→ **WRITTEN EXERCISE**: Copy out every line in the entries below that contains the word "bare".

→ **INPUT MATERIAL**:

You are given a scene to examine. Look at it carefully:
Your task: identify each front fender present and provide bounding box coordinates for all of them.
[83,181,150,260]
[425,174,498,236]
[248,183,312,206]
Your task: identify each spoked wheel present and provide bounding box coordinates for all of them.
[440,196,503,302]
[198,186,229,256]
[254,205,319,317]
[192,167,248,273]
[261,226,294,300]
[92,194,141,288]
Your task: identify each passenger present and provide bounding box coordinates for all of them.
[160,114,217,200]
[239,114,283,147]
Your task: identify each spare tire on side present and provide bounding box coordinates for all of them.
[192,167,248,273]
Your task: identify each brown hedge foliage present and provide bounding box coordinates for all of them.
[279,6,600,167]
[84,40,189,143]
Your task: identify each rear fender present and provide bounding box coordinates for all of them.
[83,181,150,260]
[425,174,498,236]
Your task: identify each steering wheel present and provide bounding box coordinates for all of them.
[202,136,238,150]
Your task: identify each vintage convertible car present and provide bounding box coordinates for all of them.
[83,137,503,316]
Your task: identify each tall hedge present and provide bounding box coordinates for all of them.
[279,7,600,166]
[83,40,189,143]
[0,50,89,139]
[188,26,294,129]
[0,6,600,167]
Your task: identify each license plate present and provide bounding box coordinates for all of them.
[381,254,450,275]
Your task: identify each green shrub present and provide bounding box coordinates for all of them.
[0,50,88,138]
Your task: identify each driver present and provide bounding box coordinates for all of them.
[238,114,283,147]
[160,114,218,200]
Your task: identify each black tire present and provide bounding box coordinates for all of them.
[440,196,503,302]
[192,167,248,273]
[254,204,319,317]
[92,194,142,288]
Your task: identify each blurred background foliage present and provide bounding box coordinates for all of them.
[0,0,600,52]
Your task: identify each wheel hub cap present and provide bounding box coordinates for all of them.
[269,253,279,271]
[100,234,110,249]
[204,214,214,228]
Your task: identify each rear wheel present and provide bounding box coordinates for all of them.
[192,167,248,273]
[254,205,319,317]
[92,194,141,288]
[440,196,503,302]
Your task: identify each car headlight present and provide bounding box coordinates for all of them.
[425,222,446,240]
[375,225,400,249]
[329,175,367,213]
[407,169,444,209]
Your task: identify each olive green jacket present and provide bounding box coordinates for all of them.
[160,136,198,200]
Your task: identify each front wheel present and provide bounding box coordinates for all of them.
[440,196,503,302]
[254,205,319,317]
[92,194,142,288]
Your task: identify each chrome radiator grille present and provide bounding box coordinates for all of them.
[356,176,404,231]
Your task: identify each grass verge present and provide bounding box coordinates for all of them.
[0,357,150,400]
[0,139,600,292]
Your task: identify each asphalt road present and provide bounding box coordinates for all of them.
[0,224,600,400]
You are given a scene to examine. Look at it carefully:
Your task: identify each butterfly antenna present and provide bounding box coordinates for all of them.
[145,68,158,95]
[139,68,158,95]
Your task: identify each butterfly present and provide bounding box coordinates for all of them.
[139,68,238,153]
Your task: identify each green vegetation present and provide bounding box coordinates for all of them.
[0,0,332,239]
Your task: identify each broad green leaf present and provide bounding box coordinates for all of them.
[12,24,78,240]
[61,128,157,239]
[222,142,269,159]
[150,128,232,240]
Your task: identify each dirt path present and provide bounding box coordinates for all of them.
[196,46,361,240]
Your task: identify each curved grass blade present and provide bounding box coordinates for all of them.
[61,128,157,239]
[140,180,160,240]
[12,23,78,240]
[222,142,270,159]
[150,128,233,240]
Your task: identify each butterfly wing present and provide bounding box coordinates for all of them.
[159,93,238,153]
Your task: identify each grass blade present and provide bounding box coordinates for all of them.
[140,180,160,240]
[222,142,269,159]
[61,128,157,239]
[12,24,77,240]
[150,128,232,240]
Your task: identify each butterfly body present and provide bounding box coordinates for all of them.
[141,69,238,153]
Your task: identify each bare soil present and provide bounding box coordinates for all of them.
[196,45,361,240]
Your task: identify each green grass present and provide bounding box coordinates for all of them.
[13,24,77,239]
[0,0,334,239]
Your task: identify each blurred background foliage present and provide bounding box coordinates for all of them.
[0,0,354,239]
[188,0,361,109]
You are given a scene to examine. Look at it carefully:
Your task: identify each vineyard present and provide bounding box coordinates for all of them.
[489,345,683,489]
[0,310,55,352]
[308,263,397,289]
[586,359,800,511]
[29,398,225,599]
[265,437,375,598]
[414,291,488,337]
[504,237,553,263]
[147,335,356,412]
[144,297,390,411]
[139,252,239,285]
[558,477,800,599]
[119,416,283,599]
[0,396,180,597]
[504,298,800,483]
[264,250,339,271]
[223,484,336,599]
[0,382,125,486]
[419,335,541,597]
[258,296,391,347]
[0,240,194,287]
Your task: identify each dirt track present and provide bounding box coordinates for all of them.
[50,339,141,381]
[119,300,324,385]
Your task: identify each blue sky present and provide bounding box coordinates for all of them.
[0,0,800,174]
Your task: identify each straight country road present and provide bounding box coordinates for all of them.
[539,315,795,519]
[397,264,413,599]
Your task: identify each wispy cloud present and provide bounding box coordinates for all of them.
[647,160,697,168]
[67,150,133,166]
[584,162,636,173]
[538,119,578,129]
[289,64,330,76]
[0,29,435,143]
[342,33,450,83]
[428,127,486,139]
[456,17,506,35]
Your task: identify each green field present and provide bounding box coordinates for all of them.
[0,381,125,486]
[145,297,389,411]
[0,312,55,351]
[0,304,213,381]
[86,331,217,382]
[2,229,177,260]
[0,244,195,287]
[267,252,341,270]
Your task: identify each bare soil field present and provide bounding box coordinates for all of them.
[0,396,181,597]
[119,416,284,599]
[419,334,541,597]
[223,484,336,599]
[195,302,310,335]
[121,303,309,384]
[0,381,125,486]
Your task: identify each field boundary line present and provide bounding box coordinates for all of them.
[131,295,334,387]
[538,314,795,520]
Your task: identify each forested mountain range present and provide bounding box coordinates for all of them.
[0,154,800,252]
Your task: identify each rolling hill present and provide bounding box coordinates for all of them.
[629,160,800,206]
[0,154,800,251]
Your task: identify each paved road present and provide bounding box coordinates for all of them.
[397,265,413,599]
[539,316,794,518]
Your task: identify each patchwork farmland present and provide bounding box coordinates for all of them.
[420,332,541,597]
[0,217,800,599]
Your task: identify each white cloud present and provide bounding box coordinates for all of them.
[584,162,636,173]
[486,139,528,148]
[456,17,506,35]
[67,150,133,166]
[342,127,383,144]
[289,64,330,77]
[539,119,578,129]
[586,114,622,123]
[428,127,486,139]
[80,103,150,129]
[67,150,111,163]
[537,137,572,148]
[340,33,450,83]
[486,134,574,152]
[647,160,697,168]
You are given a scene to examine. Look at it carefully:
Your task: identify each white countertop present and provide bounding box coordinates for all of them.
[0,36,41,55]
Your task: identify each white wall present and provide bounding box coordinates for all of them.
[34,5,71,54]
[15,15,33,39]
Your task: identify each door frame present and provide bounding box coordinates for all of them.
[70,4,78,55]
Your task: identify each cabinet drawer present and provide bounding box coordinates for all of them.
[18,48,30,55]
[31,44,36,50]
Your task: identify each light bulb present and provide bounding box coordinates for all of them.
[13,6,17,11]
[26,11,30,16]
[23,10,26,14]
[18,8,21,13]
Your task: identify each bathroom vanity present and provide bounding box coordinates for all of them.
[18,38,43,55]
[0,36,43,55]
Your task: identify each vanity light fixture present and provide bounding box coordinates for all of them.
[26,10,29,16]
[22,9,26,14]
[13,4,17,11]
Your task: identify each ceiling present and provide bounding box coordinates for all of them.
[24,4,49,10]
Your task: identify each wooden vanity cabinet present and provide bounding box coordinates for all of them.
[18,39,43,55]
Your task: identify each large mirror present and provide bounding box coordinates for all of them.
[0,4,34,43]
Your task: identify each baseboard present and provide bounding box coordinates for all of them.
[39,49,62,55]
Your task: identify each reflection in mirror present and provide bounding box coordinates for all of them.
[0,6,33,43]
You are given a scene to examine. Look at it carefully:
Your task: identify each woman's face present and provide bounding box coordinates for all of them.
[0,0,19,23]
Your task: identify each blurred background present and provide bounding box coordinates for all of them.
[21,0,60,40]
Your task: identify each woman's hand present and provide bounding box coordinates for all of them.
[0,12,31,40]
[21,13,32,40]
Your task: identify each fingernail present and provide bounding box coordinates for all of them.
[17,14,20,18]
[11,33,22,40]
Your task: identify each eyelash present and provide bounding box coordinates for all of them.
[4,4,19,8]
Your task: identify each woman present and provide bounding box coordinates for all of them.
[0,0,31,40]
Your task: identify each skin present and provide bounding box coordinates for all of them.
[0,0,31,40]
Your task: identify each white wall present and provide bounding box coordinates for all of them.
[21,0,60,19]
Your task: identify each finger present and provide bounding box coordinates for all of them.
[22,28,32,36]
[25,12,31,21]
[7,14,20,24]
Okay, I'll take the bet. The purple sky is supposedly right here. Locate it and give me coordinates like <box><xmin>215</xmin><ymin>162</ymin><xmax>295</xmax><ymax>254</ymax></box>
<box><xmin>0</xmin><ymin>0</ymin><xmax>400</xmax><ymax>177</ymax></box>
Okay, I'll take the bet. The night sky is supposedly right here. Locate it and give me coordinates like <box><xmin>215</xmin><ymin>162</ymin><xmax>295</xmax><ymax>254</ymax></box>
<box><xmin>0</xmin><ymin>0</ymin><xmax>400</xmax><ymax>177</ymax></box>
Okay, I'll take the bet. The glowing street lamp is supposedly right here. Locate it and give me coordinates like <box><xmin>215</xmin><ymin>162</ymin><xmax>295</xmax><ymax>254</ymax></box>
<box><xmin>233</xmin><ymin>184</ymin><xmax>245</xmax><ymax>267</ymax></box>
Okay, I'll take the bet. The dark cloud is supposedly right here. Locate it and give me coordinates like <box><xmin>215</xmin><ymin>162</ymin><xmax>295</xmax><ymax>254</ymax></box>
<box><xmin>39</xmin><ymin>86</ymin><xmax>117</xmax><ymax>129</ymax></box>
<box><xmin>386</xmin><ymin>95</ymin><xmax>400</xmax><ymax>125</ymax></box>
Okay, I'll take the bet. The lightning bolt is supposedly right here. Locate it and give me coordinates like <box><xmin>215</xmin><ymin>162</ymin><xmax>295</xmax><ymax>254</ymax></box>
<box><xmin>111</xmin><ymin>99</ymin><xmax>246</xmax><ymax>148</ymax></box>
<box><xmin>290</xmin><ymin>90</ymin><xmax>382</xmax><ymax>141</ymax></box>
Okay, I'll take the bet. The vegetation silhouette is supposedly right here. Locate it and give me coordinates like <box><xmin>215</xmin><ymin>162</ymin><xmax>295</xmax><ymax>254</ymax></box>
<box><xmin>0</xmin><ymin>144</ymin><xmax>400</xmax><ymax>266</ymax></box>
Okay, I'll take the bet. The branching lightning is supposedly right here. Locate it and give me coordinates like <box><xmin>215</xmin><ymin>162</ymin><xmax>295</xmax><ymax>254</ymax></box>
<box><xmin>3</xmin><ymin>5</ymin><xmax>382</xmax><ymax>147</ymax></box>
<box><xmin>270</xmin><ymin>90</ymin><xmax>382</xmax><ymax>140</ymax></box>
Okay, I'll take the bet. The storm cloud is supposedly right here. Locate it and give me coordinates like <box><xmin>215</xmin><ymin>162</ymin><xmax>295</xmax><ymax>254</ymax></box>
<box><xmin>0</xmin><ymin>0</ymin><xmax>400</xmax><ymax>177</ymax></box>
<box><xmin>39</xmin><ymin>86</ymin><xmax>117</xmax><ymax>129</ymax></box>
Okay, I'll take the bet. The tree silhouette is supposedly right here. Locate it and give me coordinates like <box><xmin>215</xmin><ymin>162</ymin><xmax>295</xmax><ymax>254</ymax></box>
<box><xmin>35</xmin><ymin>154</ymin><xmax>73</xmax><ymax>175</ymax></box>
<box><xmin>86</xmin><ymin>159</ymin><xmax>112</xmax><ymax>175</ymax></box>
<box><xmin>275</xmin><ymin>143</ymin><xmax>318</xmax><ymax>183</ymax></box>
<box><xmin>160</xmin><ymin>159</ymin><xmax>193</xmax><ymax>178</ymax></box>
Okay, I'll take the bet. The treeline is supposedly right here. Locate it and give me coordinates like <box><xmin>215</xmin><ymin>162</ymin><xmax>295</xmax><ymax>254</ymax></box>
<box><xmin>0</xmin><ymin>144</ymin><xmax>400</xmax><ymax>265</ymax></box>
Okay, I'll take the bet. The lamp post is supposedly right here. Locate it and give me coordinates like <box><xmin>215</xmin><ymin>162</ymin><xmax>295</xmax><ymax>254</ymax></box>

→ **RESULT FOR THIS EXERCISE**:
Your task: identify each bare soil present and provide bounding box coordinates for all of them.
Your task: identify each bare soil field present and provide bounding box coordinates for all of them.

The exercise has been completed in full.